Action item >> Find the string "smiling" in the material. Copy every line that has it.

Listed entries >>
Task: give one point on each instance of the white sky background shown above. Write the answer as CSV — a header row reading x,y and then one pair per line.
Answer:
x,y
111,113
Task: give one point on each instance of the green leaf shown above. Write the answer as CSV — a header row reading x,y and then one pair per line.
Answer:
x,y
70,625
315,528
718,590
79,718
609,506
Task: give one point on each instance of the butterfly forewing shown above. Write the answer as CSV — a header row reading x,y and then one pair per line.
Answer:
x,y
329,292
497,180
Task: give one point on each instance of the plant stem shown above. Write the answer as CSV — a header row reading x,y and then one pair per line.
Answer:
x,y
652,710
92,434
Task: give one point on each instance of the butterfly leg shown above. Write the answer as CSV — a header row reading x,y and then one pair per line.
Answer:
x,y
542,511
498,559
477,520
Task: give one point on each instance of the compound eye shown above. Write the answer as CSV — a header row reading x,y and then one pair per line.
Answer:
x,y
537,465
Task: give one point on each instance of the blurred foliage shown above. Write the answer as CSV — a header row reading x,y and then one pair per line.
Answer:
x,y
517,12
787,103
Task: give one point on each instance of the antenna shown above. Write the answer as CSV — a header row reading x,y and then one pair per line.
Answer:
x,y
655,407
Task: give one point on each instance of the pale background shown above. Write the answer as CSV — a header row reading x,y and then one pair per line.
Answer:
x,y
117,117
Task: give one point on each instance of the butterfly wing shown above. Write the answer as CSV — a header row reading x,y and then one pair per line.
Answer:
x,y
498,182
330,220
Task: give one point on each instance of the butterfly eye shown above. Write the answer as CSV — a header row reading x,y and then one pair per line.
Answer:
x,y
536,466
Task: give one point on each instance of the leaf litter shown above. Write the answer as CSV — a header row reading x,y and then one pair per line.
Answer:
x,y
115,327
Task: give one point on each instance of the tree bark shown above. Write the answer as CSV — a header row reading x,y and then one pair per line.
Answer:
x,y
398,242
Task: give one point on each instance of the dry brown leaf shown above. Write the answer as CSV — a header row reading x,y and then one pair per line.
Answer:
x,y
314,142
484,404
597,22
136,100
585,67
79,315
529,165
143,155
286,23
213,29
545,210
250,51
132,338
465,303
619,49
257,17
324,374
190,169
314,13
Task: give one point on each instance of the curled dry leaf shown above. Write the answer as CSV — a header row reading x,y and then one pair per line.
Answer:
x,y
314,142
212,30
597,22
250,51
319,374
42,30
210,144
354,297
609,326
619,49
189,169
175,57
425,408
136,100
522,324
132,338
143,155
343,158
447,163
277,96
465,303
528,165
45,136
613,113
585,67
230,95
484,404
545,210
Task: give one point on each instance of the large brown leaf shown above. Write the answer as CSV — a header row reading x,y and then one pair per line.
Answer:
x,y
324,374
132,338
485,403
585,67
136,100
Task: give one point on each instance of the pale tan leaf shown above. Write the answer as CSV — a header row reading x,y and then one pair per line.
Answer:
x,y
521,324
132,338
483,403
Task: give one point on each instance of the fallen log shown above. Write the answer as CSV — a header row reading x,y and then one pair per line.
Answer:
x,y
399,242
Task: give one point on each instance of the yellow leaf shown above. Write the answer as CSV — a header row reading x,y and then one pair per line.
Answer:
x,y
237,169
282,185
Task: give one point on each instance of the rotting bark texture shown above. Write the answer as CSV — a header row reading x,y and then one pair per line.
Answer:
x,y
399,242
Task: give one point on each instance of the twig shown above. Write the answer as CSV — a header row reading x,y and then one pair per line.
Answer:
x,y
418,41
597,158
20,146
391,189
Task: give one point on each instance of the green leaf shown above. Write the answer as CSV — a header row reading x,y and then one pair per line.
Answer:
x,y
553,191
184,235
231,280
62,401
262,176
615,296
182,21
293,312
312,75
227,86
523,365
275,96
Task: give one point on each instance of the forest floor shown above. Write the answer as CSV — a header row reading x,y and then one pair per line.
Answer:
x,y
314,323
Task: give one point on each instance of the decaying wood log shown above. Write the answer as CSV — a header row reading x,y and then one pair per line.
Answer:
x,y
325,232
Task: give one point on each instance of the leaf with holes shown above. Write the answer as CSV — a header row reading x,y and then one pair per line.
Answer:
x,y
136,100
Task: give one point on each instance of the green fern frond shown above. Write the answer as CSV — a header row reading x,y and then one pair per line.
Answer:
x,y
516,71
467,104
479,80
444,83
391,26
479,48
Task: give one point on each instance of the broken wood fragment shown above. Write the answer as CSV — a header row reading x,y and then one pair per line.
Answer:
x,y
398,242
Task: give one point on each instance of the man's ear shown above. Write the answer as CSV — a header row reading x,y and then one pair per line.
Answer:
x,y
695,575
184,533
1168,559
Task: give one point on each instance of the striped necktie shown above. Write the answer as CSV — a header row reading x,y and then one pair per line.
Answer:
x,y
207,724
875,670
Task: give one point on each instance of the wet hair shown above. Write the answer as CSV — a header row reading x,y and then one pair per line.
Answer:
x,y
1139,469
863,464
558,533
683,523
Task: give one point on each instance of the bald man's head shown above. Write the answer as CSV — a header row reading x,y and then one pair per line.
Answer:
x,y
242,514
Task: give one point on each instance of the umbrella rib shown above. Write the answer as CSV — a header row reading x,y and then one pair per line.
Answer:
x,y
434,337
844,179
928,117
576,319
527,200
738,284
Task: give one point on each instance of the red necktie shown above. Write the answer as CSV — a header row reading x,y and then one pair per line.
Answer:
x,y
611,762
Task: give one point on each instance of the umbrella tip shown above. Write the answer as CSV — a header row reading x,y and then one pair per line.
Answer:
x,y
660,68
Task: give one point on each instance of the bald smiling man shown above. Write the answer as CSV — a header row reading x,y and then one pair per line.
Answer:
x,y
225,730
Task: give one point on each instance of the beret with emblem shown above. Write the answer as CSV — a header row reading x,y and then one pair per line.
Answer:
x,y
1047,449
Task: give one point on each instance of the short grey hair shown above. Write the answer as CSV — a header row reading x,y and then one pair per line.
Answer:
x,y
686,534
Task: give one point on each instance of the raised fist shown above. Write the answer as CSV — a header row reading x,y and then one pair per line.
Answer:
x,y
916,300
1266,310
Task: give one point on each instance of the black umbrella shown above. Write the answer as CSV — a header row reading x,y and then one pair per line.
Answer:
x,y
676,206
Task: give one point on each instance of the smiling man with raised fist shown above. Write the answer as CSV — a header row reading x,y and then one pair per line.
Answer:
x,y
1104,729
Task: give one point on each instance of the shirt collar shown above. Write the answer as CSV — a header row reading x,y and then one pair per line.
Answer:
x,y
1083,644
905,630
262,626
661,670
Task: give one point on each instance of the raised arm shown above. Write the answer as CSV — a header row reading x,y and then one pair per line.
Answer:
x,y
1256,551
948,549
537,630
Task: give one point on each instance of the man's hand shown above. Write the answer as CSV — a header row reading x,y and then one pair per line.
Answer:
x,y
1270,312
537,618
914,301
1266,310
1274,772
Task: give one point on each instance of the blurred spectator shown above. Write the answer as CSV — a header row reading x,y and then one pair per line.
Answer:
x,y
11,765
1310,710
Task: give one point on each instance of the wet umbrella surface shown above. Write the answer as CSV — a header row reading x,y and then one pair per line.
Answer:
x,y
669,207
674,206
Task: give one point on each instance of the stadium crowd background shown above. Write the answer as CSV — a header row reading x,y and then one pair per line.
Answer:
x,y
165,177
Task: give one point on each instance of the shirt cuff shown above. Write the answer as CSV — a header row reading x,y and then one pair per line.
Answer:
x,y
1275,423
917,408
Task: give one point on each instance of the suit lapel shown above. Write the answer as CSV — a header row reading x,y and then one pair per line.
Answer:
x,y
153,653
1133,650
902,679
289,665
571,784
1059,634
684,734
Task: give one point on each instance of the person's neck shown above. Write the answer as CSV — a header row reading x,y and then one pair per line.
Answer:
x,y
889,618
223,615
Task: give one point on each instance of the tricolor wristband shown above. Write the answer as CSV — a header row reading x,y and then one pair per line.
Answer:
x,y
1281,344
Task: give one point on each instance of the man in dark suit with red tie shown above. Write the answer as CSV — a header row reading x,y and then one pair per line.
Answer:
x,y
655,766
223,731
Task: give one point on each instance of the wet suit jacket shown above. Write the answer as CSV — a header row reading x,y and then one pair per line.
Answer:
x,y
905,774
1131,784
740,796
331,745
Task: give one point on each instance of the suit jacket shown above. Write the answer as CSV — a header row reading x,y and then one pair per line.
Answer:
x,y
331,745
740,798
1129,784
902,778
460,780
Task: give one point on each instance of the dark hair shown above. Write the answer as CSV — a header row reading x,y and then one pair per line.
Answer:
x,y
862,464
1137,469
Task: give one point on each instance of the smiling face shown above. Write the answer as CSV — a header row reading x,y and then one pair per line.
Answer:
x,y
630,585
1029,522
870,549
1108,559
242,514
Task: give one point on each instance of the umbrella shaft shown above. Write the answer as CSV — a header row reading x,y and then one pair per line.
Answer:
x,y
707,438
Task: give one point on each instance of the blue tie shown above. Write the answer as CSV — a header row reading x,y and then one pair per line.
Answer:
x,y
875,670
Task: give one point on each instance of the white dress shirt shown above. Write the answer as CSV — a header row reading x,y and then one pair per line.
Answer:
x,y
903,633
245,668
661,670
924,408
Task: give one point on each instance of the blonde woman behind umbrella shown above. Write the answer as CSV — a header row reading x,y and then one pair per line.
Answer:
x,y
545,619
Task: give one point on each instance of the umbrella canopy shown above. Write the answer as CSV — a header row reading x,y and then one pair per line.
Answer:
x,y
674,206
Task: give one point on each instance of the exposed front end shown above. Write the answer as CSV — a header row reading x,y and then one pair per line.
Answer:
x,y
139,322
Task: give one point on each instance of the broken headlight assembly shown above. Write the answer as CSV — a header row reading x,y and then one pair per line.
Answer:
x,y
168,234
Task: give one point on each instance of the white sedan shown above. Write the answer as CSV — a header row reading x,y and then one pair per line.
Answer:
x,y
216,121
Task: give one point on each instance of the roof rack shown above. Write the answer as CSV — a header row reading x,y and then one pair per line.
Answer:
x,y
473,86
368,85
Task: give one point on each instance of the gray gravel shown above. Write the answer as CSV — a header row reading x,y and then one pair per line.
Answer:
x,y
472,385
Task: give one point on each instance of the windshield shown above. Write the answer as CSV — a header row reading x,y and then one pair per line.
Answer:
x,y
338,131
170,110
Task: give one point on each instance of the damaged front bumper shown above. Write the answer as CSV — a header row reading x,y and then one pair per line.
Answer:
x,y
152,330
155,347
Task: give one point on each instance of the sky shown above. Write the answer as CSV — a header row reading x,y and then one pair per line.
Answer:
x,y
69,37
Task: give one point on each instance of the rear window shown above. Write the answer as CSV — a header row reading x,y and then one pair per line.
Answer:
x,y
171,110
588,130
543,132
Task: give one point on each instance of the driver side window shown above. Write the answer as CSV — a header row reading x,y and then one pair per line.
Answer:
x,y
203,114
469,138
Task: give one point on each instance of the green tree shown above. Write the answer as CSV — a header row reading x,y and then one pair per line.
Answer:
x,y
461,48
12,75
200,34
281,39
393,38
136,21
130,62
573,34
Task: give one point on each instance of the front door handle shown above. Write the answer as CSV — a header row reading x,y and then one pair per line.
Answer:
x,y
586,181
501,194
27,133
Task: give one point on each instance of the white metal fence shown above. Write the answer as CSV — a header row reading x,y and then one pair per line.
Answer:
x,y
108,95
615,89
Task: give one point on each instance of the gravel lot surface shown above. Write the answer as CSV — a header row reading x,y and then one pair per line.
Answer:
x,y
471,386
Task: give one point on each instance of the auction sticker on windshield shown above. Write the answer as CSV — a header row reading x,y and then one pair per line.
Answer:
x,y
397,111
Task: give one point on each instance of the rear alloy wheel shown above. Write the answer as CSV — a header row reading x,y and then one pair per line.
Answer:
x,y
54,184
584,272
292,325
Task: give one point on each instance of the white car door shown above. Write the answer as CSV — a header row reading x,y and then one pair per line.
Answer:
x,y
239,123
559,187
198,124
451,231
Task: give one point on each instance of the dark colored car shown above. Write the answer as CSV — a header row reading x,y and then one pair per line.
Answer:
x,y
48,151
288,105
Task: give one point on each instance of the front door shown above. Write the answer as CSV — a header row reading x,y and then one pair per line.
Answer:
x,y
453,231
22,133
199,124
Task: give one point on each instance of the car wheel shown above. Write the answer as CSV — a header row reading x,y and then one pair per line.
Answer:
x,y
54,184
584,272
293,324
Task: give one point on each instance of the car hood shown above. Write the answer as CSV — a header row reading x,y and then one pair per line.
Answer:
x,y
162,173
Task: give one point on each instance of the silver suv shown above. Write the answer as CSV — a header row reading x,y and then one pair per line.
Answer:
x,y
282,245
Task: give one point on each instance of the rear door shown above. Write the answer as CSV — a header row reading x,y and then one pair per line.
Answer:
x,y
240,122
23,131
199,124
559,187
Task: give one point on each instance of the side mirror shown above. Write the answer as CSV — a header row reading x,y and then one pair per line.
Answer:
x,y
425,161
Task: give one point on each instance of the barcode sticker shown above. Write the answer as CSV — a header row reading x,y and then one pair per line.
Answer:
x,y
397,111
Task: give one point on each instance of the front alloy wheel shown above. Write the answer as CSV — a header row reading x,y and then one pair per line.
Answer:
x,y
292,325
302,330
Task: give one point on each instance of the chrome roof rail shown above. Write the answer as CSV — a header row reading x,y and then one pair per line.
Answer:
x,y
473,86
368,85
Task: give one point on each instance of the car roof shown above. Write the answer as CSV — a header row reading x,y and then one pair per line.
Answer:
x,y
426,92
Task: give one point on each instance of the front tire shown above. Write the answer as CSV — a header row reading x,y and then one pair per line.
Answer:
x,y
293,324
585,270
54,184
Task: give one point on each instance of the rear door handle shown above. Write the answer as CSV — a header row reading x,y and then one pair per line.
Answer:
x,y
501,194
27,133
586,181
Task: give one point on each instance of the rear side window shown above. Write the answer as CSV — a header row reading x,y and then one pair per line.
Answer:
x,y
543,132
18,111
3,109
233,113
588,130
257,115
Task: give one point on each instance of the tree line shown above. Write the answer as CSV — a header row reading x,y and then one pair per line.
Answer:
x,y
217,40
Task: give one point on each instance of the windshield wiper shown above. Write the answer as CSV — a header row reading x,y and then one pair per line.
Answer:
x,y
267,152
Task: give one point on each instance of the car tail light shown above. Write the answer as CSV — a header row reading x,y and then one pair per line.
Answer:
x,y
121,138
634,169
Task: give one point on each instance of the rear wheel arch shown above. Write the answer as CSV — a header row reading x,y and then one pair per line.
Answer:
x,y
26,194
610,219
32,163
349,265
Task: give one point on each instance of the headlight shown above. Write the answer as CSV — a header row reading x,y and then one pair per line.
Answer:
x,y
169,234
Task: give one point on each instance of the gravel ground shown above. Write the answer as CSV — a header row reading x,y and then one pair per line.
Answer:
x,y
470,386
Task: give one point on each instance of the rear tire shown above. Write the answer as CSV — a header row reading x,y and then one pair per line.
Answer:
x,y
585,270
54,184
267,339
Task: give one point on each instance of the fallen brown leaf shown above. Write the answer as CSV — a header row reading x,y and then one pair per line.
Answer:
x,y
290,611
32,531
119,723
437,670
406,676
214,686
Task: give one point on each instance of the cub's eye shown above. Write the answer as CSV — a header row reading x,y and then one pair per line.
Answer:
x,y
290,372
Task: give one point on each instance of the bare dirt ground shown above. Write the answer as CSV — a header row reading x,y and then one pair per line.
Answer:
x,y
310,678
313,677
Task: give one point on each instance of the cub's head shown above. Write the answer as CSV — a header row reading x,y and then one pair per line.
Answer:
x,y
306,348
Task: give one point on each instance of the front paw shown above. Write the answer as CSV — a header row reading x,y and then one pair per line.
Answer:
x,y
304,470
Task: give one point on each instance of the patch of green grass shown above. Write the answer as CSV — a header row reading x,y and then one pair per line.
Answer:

Result >>
Task: give one point on each instance of the bald smiling man shown above. Write the answer as CSV — a header row reading x,y and then one pair per line.
Task: give one point on each instance of the smiling man with raised fist shown above. Write the answer as CSV — a header row reading x,y and then one pair per line.
Task: give one point on each instance of the smiling face shown above. Write the answer as CSV — a header row reading x,y and then one pair per line.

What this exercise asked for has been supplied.